Exercise set:
**1)** Decide whether each statement agrees with the Charles James sewing text: (a) the pattern used was a Simplicity pattern from 1955, (b) the bodice seams were boned, (c) the original Petal dress dates from 1949. For each, answer yes or no and quote the deciding words from the text.
**2)** Rewrite the passage of the Charles James sewing text starting at "I made so many" and ending at "release for teenagers.", with "home sewing companies" changed to "pattern makers".
**3)** In the Charles James sewing text, what color and sheen did the novelty velvet have?

I have actually been sitting on this Charles James inspired project for the last few years. There is a perfect time for every one of my sewing projects – I let inspiration happen when it naturally comes or when my free time allows. Up until now, the tweaking that my chosen pattern needed as well as the lack of easily finding the “perfect” fabric has together discouraged me from tackling this idea. The pattern I had for the ‘petal’ blouse was a Junior misses (teenager) pattern in petite proportions as well as a tiny bust-waist-hips ratio. It needed dramatic resizing before being useable for me. I had to trace the two bodice pieces out to tissue paper and cut, splice, and tape it all back together into something for my measurements. I wanted the set-in shoulders to hug the outer point of my real shoulders so I cut and spread open the sides of the neckline to adapt. The original red 1950 gown hugs the end of the shoulders but has a flap-like collar, too, while the classic “petal” gown is mere skinny straps – neither were to my taste. I always stick to my personal preference first over any desire to copy verbatim any original – no matter how good that may be.
I made so many tweaks and customizations to my tissue paper pattern ‘copy’ I feel as if it is my design now more than something directly owed to the original vintage pattern. I recognize that my chosen pattern is from a date which is several years later from the Charles James original inspiration dresses, but he was fashion forward and home sewing companies no doubt had their hands full keeping up with all the great designs that were exploding right and left during the 1950s. I have read from reputable sources that Charles James ‘revived’ the Petal design in 1958 as a ready-to-wear dress for the junior market, but I have yet to find solid proof of this. So I guess my Simplicity pattern from 1955 was both ahead and behind for its time, coming after the original 1949 Petal dress but before James’ release for teenagers.
As I mentioned above, my favorite (and the one I see the most) of the “petal” dress has a sort of brownish, earthy, green velvet bodice. I had a novelty velvet on hand, only recently bought, that was an olive-toned tan with an ombré sheen – very deluxe looking and close enough in reference. It is obvious Charles James apparently liked working with velvet, and his 50’s era creations were highly structured. I figured this thick ribbed material – which was almost like a heavy corduroy – would be very suitable. I did not bone the seams or add any internal structure to the bodice because of the sturdy weight of my velvet. I figure I can come back and add boning channels with some hand stitching if I choose to at a later date. Inside is merely a lightweight lining to give it a fine finish and smooth feel against my skin. The lining also helps stop the way the raw edges were disintegrating into little fuzzy lint balls everywhere I was working. It was a messy project that definitely added to our normal household amount of dust. It turned out looking so cleanly tailored when finally finished, though!

Material:
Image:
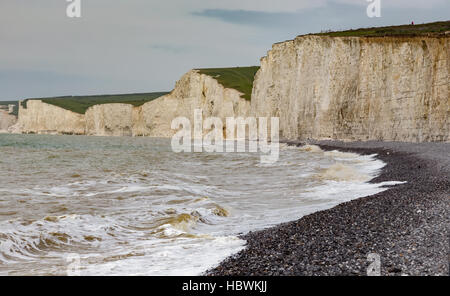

The solutions:
**1)**
(a) Yes: "my Simplicity pattern from 1955"
(b) No: "I did not bone the seams or add any internal structure to the bodice"
(c) Yes: "the original 1949 Petal dress"

**2)**
I made so many tweaks and customizations to my tissue paper pattern ‘copy’ I feel as if it is my design now more than something directly owed to the original vintage pattern. I recognize that my chosen pattern is from a date which is several years later from the Charles James original inspiration dresses, but he was fashion forward and pattern makers no doubt had their hands full keeping up with all the great designs that were exploding right and left during the 1950s. I have read from reputable sources that Charles James ‘revived’ the Petal design in 1958 as a ready-to-wear dress for the junior market, but I have yet to find solid proof of this. So I guess my Simplicity pattern from 1955 was both ahead and behind for its time, coming after the original 1949 Petal dress but before James’ release for teenagers.

**3)** It was an olive-toned tan with an ombré sheen.